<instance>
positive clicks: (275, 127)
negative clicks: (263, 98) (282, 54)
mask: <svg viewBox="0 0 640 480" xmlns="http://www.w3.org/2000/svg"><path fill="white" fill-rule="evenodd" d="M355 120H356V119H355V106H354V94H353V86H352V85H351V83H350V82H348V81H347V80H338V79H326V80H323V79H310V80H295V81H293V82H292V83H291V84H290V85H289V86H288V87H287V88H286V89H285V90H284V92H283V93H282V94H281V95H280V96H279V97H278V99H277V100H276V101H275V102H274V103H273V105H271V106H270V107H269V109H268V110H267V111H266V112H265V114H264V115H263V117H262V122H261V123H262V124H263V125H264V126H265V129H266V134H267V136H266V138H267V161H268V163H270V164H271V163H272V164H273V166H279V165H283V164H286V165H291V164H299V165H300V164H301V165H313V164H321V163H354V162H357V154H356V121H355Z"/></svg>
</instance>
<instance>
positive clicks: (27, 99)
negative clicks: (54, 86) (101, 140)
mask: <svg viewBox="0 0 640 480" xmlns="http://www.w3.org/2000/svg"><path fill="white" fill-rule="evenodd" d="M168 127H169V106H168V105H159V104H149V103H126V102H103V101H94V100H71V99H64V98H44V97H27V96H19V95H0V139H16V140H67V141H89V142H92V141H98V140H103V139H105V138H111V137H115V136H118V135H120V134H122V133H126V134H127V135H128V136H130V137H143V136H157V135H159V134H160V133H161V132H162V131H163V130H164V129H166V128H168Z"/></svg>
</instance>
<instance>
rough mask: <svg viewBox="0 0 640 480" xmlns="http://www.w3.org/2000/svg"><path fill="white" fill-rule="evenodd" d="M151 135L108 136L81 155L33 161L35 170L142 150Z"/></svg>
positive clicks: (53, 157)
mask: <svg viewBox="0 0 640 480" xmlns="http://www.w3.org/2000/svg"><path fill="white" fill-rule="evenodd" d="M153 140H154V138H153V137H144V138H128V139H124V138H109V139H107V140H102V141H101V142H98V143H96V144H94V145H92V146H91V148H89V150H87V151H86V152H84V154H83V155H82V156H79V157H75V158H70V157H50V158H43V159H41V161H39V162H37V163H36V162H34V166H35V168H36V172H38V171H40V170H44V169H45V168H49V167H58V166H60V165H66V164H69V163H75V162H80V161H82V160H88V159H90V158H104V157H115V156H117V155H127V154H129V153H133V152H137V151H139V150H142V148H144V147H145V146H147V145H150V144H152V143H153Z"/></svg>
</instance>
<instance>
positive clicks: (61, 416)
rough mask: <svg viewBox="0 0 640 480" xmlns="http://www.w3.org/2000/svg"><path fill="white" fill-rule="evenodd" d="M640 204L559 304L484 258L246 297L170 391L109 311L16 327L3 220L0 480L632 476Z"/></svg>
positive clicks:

Written task:
Copy out every line in the items above that contains the string "clicks".

Result of the task:
positive clicks: (275, 127)
negative clicks: (263, 98) (282, 54)
positive clicks: (27, 99)
negative clicks: (54, 86) (101, 140)
positive clicks: (53, 157)
positive clicks: (61, 416)
positive clicks:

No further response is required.